Given task:
Please return each line of the records below that contains the string "leaf", copying every such line in full. Case counts.

Source material:

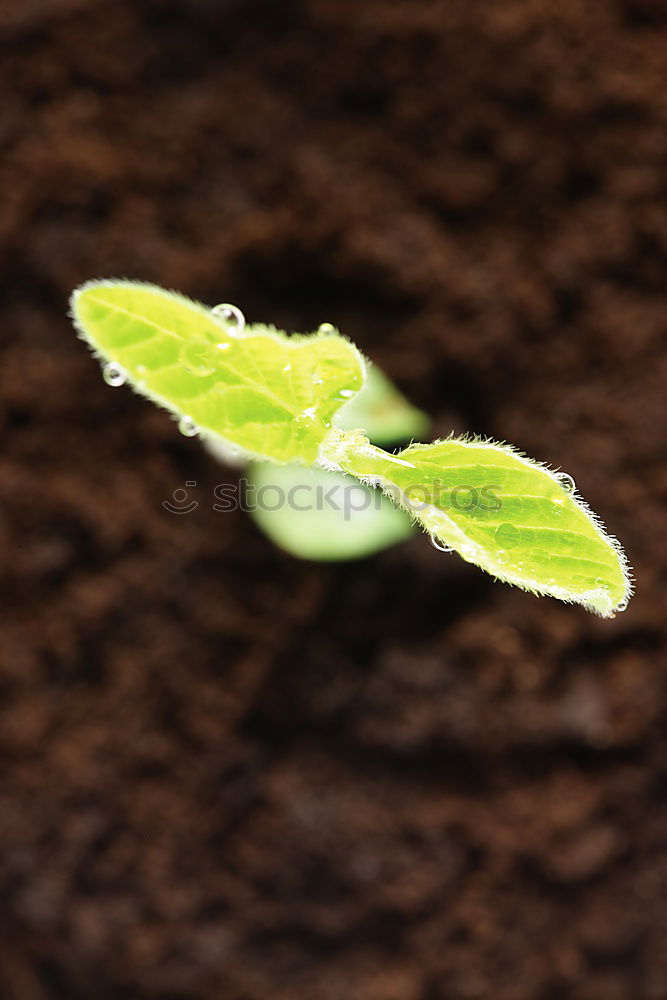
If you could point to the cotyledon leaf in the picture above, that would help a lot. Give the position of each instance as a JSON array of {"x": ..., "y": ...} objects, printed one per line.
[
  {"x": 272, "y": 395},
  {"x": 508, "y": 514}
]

--

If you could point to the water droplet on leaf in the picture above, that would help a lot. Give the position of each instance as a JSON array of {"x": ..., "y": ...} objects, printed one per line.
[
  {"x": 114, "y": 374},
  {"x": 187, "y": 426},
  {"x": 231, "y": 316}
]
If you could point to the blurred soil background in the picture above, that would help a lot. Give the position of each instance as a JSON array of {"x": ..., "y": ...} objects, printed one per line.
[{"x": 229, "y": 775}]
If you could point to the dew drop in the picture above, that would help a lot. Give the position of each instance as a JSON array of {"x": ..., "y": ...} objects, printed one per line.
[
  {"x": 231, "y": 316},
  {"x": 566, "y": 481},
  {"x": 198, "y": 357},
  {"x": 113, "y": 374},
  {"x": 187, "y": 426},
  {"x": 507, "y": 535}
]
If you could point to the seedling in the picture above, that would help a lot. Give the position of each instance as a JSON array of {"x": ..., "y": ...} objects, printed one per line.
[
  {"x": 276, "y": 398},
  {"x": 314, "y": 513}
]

==

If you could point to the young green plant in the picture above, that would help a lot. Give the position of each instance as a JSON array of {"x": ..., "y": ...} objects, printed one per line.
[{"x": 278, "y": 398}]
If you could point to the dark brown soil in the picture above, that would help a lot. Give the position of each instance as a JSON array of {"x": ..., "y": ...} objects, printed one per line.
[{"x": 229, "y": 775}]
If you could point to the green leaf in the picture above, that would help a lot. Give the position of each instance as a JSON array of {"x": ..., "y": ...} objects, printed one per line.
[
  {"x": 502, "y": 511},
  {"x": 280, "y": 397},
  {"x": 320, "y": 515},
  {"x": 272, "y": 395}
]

Answer for the task:
If you could point to the cotyledon leaf in the picture above, that would help a lot. Give the position of each instance as a JSON array of {"x": ..., "y": ...} objects, printed one per line.
If you could point to the water droplet on leaf in the picture above, that would help a lot. Give the position of each instance as a JSON array of {"x": ..., "y": ...} objects, printed one per line.
If you could point to the green leaf in the picture above, that would help a lot. Give the position of each instance as a JSON array of {"x": ..., "y": ...} objects, printed one per line.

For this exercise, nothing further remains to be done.